REQUIREMENT> Please rewrite the stretch from the line containing "Exercise. For every instance of the sliced" through the end of the records, keeping every line and shifting each x and y coordinate in the point calls up by 135.

SUPPLIED ENTRIES>

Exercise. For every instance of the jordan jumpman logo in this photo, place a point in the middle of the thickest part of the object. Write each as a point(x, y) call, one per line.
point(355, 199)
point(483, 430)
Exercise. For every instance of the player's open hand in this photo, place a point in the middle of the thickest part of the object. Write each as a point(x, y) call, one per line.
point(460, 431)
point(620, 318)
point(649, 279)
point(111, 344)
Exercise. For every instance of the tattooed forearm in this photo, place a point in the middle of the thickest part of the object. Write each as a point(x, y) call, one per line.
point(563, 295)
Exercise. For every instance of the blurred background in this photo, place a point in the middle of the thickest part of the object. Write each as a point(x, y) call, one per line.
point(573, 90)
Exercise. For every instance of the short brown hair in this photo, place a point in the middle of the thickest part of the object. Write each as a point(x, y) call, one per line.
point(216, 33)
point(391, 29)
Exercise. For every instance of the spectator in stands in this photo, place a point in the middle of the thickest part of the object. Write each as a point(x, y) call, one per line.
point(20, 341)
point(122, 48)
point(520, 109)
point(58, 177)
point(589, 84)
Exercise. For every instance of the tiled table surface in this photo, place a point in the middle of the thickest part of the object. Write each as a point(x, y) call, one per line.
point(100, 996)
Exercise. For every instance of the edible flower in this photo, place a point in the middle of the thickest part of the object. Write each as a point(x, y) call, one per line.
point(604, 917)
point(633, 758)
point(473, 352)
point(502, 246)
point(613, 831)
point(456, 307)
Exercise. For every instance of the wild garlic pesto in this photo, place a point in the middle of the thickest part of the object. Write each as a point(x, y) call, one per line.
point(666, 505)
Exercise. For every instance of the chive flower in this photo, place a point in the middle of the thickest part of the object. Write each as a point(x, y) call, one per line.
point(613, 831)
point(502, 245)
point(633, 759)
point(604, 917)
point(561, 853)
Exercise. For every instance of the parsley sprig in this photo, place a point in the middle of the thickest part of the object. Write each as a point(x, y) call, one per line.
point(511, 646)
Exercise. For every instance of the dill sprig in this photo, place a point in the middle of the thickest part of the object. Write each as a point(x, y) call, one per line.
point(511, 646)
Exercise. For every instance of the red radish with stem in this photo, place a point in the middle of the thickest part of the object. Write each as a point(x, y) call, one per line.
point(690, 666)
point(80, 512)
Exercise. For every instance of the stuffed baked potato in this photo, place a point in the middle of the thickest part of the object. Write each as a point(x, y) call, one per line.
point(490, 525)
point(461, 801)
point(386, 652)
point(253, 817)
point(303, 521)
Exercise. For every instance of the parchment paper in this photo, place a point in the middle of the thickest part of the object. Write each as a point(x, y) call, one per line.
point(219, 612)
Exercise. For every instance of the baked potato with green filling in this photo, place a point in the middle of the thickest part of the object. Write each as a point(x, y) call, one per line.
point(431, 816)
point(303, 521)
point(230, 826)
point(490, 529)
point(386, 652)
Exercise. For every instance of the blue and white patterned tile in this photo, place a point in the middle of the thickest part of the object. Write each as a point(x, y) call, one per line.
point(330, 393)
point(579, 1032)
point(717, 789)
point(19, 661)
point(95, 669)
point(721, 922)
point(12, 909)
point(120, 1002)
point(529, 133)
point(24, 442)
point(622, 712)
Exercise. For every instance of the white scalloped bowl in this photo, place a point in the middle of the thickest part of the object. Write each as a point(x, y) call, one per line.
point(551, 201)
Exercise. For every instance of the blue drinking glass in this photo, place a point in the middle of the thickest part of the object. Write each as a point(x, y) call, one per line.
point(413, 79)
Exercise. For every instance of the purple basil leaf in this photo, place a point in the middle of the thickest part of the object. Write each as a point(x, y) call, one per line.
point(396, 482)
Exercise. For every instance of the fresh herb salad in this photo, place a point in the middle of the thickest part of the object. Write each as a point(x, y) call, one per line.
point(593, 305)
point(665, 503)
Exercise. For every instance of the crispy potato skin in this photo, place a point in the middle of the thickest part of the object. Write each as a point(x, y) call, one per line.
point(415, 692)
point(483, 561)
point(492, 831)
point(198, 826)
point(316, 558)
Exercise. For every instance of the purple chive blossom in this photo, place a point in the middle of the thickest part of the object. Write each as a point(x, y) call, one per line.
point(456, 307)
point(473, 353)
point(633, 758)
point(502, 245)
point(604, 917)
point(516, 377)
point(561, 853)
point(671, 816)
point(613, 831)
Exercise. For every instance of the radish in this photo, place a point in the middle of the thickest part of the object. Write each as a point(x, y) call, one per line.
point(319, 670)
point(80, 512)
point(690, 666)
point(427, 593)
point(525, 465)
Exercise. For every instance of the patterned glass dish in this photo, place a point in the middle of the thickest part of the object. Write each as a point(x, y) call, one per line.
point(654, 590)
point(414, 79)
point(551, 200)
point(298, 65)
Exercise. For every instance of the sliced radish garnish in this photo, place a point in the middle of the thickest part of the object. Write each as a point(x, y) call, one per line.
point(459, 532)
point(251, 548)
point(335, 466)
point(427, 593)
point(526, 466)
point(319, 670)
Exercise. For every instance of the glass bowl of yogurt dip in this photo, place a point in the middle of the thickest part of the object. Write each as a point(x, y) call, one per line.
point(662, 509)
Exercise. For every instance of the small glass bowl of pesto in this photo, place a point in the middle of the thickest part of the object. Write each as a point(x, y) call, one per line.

RESULT BELOW>
Exercise. For every instance of the sliced radish garnish in this photo, place a point in the middle of the thickest part of the object. Write each as a point(x, y) call, one per line.
point(594, 667)
point(386, 683)
point(470, 601)
point(562, 728)
point(661, 601)
point(454, 805)
Exercise. For every instance of the glass bowl of yogurt dip in this photo, place a point in the middle of the thickest part of the object. Write each as a point(x, y) call, one per line.
point(797, 644)
Exercise. For every instance of the small glass bowl of pesto in this photo, place a point in the middle of the thickest part of the object. Write each as a point(x, y) call, one per line.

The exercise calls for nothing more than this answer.